■ **Document extract**
Most of the weekdays with fewest violations are Sunday. There are exactly 52 Sundays in the year 2016. The result shows that there are 22 Sundays over 30 weekdays with fewest number, which is a very large proportion. Therefore, this proves that parking violations occurred less on Sunday or parking violations were penalized less on Sunday.

Above result shows that on some specific days, fewer parking violations occurred. For example,

  • 2016-01-01(Fri) is the new year
  • 2016-02-14(Sun) is Valentine's Day
  • 2016-03-27(Sun) is Easter
  • 2016-05-08(Sun) is Mother's Day
  • 2016-05-29(Sun) is John F. Kennedy's Birthday
  • 2016-05-30(Mon) is Memorial Day
  • 2016-06-19(Sun) is Father's Day
  • 2016-07-04(Mon) is Independence Day
  • 2016-09-05(Mon) is Labor Day
  • 2016-11-24(Thu) is Thanksgiving
  • 2016-12-25(Sun) is Christmas Day
In [10]:
#Make a plot showing the number of violations in each month and showing the mean of violations in each month
monthList = []
countList = []
for key in sorted(violationDateCount):
    monthList.append(key.strftime("%m"))
    countList.append(violationDateCount[key])

#Build list of all count for each month:
violationMonthCount = {}
for month,count in zip(monthList,countList):
    try:
        violationMonthCount[month].append(count)
    except KeyError:
        violationMonthCount[month] = [count]
    
#Compute mean of each list, break into separate lists for plotting:
monthLine = sorted(violationMonthCount.keys())
countLine = []
for month in monthLine:
    correspondingCount = violationMonthCount[month]
    mean = np.mean(correspondingCount)
    countLine.append(mean)  

plt.figure(figsize=(9,6))
plt.plot(monthList, countList, 'o', label="Violations")
plt.plot(monthLine, countLine, '-', linewidth=5, label="Mean")
plt.title("Count of parking violations in each month", fontsize=14)
plt.xlabel("Month", fontsize=12)
plt.ylabel("Number of violations", fontsize=12)
plt.tick_params(labelsize=12)
plt.grid()
plt.legend(fontsize=12)
#plt.savefig('all.png')
plt.show()

This figure also shows previous conclusion that during June to August, less parking violations occurred.

3. Answer if it tends to happen in the morning, afternoon, or evening when there is a parking violation.

First, violation time should be processed and stored as datetime object, because violation time is stored as a string like 1037A, which refers to 10:37 AM.

In [11]:
#Process the violation date and time
violationTimeList = []

for summons in violationWithoutMissingDict:
    try:
        violation = violationWithoutMissingDict[summons]
        
        #Date
        date = violation['Issue Date']
        #Hour
        if violation['Violation Time'][:2] == "00" and violation['Violation Time'][-1:] == "A":
            hour = "12"

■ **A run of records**
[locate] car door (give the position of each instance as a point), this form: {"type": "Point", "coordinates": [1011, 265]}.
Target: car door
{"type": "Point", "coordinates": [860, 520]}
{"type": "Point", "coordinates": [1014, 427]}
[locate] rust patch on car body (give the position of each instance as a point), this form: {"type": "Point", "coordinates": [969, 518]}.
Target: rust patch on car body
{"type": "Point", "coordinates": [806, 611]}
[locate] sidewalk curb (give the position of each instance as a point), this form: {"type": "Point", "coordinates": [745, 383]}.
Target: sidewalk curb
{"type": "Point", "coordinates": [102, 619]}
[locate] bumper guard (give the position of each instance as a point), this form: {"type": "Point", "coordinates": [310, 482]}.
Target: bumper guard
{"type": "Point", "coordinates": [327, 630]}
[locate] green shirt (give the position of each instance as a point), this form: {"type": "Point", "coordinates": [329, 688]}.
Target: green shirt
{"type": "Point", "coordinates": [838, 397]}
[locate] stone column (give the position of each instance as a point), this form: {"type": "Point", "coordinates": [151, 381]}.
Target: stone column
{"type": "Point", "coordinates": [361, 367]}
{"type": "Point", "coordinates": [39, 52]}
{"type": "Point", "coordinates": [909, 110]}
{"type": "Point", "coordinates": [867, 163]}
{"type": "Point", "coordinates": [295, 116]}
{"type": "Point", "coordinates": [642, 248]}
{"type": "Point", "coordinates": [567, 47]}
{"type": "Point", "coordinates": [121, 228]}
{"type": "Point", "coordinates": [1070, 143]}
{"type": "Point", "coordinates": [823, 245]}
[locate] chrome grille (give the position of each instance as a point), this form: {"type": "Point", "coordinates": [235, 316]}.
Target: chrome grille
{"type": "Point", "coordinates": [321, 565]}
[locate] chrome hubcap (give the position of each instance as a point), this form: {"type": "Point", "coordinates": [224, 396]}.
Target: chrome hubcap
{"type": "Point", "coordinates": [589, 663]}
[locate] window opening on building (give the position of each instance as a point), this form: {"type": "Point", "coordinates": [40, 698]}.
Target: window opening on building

■ **Problems to solve**
- a) Duplicate the records exactly, starting at the line that contains "[locate] window opening" and ending at the final line of the records.
- b) Continue the analysis of 2016 parking violations from the point where it stops.

■ **Answers to the problems**
- a)
[locate] window opening on building (give the position of each instance as a point), this form: {"type": "Point", "coordinates": [40, 698]}.
Target: window opening on building

- b)
        else:
            hour = violation['Violation Time'][:2]
        #Minute   
        minute = violation['Violation Time'][2:4]
        if int(minute) < 0 or int(minute) > 59:
            continue
        #AM or PM   
        ampm = violation['Violation Time'][-1:] + 'M'

        time = date + ' ' + hour + ' ' + ampm
        violationTimeList.append(datetime.datetime.strptime(time, "%m/%d/%Y %I %p"))
            
    except ValueError:
        #print(summons)
        continue
In [12]:
#Make a plot showing the number of violations in each hour and showing the mean of violations in each hour
violationTimeCount = Counter(violationTimeList)
hourList = []
countList = []
for key in sorted(violationTimeCount):
    hourList.append(key.strftime("%H"))
    countList.append(violationTimeCount[key])

#Build list of all count for each month:
violationHourCount = {}
for hour,count in zip(hourList,countList):
    try:
        violationHourCount[hour].append(count)
    except KeyError:
        violationHourCount[hour] = [count]
    
#Compute mean of each list, break into separate lists for plotting:
hourLine = sorted(violationHourCount.keys())
countLine = []
for hour in hourLine:
    correspondingCount = violationHourCount[hour]
    mean = np.mean(correspondingCount)
    countLine.append(mean)  

plt.figure(figsize=(8,6))
plt.plot(hourList, countList, 'o', label="Violations")
plt.plot(hourLine, countLine, 'o-', linewidth=5, label="Mean")
plt.title("Count of parking violations in each hour", fontsize=14)
plt.xlabel("Hour", fontsize=12)
plt.ylabel("Number of violations", fontsize=12)
plt.tick_params(labelsize=12)
plt.grid()
plt.legend(fontsize=12)
#plt.savefig('all.png')
plt.show()

This figure shows that during 8 AM to 2 PM, there were relatively higher numbers of parking violation. Therefore, we can not conclude that parking violations occurred more in the morning or in the afternoon. Instead, the higher result ranges between 8 to 14 in 24-hour clock.

4. Answer if daily average temperature influences the number of parking violations.

To answer this question, we should process NYC weather dataset first. This dataset contains the highest and lowest temperatures on each day in 2016.

In [13]:
#Read daily weather data in 2016 to a dictionary mapping date to weather information
with open('data/NYC_Weather_Centralpark_2016.csv', newline='') as csvfile:
    reader = csv.DictReader(csvfile)
    weatherDict = {}
    for row in reader:
        weatherInfoDict = {}
        date = datetime.datetime.strptime(row['date'], "%d-%m-%Y")
        if date in weatherDict:
            print("Duplicate date: ", end='')
            print(row['date'])
        else:
            weatherInfoDict['maximum temperature'] = (float)(row['maximum temperature'])
            weatherInfoDict['minimum temperature'] = (float)(row['minimum temperature'])
            weatherInfoDict['average temperature'] = (float)(row['average temperature'])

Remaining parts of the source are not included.